*** Source text ***
Levels of mRNA expression for the SPHK1, INHBA, LTB and PDE3B genes were examined in the present liver tissue samples using real-time quantitative RT-PCR analysis. To confirm that DNA methylation profiles participate in histological diversity characterizing the epigenetic clustering, correlations between DNA methylation levels based on the Infinium assay and mRNA expression levels based on real-time quantitative RT-PCR analysis of the focused genes on one hand and poorer tumor differentiation were examined (Fig. 3). DNA hypermethylation of INHBA and PDE3B resulting in their reduced expression was observed in poorly differentiated HCCs (n = 5) relative to well to moderately differentiated HCCs (n = 21). On the other hand, DNA hypomethylation of SPHK1 and LTB resulting in their overexpression was observed in poorly differentiated HCCs, although such overexpression did not reach a statistically significant level due to a few outliers. These data indicated that DNA methylation profiles participate in determining the histological diversity of HCCs, such as poorer differentiation, via alterations of gene expression.

To further reveal details of DNA methylation status-related transcriptional regulation, we focused on the SPHK1 and LTB genes. Based on the Infinium assay, the DNA methylation levels of the SPHK1 gene in the human HCC cell lines, Hep3B, PLC/PRF/5, JHH-7 and HLF, are shown in Fig. 4a. In the top two cell lines showing the highest levels of DNA methylation for SPHK1, JHH-7 and HLF, the levels of mRNA expression were low (Fig. 4a). Similarly, in the top two cell lines showing the highest DNA methylation levels for LTB, JHH-7 and HLF, the levels of mRNA expression were also low (Fig. 4c). These cell lines were then subjected to 5-aza-dC treatment. This led to a marked reduction in the levels of DNA methylation and restoration of the expression levels of SPHK1 and LTB mRNA (Fig. 4b, d, respectively), indicating that the mRNA expression levels of these genes are regulated by DNA methylation in HCC cells.
*** End of Source text ***
*** Data provided ***
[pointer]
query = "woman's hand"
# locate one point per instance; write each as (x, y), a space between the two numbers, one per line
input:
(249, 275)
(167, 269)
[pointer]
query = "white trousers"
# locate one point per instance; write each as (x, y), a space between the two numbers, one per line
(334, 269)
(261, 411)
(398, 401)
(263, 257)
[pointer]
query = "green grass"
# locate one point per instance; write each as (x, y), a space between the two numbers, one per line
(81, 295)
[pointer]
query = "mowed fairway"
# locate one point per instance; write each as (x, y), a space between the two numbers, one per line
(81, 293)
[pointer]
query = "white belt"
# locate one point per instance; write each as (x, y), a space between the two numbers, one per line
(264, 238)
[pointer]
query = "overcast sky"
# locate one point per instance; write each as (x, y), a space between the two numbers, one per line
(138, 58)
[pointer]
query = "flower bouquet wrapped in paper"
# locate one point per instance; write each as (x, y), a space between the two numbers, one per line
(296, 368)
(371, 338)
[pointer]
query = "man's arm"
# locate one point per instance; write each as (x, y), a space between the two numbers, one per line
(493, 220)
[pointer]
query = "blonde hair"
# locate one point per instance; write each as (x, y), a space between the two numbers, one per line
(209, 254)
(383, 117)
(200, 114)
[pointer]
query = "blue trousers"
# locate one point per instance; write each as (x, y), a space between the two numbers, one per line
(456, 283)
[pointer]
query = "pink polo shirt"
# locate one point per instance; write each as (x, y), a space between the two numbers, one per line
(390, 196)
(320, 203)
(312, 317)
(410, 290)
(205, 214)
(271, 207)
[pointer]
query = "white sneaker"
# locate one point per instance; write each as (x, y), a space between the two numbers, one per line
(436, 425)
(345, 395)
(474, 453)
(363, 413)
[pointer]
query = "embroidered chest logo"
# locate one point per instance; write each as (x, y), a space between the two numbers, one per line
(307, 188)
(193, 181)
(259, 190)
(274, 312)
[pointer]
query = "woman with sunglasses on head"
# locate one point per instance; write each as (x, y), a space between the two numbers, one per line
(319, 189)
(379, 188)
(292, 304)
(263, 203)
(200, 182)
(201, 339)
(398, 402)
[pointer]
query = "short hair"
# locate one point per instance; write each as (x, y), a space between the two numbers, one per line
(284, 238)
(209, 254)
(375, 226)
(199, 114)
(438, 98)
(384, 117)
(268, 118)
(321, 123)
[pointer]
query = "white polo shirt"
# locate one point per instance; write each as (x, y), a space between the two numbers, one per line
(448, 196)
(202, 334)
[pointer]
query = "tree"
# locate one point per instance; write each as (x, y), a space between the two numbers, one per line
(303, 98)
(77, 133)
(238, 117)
*** End of Data provided ***
**Exercise set**
#1 Using the text on DNA methylation in HCC, answer these:
(a) How many poorly differentiated HCCs and how many well to moderately differentiated HCCs were compared?
(b) Which two genes showed hypermethylation and reduced expression in poorly differentiated HCCs?
(c) Which two cell lines had the highest DNA methylation levels for SPHK1?
#2 Recast the paragraph of the HCC methylation text that begins "To further reveal details" as a short bulleted list that keeps its main findings.
#3 Please continue the text on DNA methylation in HCC, picking up after its final sentence.

**Responses in order**
#1
(a) Five poorly differentiated HCCs and 21 well to moderately differentiated HCCs.
(b) INHBA and PDE3B.
(c) JHH-7 and HLF.

#2
- The study focused on the SPHK1 and LTB genes to examine transcriptional regulation linked to DNA methylation.
- The Infinium assay measured SPHK1 methylation in four HCC cell lines: Hep3B, PLC/PRF/5, JHH-7 and HLF (Fig. 4a).
- JHH-7 and HLF had the highest methylation for both SPHK1 and LTB, and low mRNA expression of each (Fig. 4a, c).
- Treating these cell lines with 5-aza-dC markedly reduced DNA methylation and restored SPHK1 and LTB mRNA expression (Fig. 4b, d).
- This shows that DNA methylation regulates the expression of these genes in HCC cells.

#3
Knockdown of SPHK1 using siRNA transfection was performed in the top two cell lines showing the highest mRNA expression levels, Hep3B and PLC/PRF/5. After transfection with the SPHK1-specific siRNAs, s16958 and s16959, marked reduction of SPHK1 expression was confirmed in both cell lines by quantitative real-time RT-PCR (Fig. 5a). Decreased cell growth was observed in s16959-treated Hep3B and PLC/PRF/5 cells (Fig. 5b). Moreover, caspase-3/7 activities were increased (Fig. 5c) and cell migration ability was repressed (Fig. 5d) using all SPHK1-specific siRNAs in both Hep3B and PLC/PRF/5 cells.

Knockdown of LTB using siRNA transfection was performed in the top two cell lines showing the highest mRNA expression levels, PLC/PRF/5 and Hep3B. After transfection, reduction of LTB expression was confirmed in PLC/PRF/5 (s194597) and Hep3B (s8311 and s8312) by quantitative real-time RT-PCR (Fig. 5e). Although an increase of both cell growth and caspase-3/7 activities was observed in only Hep3B cells (Fig. 5f, g), cell migration ability was clearly repressed by knockdown of LTB in both PLC/PRF/5 and Hep3B cells (Fig. 5h).